__About this task__
The listing has to be given again in full and exactly.

__Provided data__

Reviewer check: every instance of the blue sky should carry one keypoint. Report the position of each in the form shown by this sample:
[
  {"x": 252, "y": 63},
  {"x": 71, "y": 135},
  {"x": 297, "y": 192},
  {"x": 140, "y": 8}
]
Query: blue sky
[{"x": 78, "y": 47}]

__Solution below__
Reviewer check: every instance of the blue sky should carry one keypoint. Report the position of each in the form shown by this sample:
[
  {"x": 252, "y": 63},
  {"x": 71, "y": 135},
  {"x": 297, "y": 192},
  {"x": 140, "y": 8}
]
Query: blue sky
[{"x": 78, "y": 47}]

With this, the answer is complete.